**Task instructions:** Below are records. Find each line in them that holds the word "church" and copy it.

=== Records shown ===

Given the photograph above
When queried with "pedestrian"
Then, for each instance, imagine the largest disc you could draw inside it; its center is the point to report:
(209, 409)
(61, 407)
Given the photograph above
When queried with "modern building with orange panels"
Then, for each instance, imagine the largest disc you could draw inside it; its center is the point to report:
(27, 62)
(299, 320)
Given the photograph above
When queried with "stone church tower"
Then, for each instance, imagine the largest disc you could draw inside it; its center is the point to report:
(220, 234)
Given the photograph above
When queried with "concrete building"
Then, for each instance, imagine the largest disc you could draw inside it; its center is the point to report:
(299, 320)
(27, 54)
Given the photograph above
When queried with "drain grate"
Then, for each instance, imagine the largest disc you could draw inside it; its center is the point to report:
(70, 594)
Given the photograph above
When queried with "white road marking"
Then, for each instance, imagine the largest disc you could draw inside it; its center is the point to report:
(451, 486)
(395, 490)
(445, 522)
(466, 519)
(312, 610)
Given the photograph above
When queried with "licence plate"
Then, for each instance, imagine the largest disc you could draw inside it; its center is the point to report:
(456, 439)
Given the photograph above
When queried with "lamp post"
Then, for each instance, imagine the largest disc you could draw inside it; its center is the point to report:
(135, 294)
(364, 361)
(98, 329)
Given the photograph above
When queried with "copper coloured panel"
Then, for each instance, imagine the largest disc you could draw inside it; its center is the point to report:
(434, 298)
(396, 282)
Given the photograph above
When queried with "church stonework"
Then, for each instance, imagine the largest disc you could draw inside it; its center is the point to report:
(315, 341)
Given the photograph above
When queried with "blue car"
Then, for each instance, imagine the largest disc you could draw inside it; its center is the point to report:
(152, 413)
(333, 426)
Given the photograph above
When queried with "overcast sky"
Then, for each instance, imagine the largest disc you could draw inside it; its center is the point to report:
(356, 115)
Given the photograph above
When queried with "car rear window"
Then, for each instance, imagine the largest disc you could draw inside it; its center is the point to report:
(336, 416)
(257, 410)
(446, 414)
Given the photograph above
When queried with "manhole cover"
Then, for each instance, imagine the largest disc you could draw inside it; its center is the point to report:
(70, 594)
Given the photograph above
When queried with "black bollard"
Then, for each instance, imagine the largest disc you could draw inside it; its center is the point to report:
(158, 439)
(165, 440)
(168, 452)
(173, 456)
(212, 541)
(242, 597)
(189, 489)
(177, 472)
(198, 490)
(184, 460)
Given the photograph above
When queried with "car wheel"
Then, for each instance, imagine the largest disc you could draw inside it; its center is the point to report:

===

**Response to the task:**
When queried with "stone church tower"
When queried with "church stonework"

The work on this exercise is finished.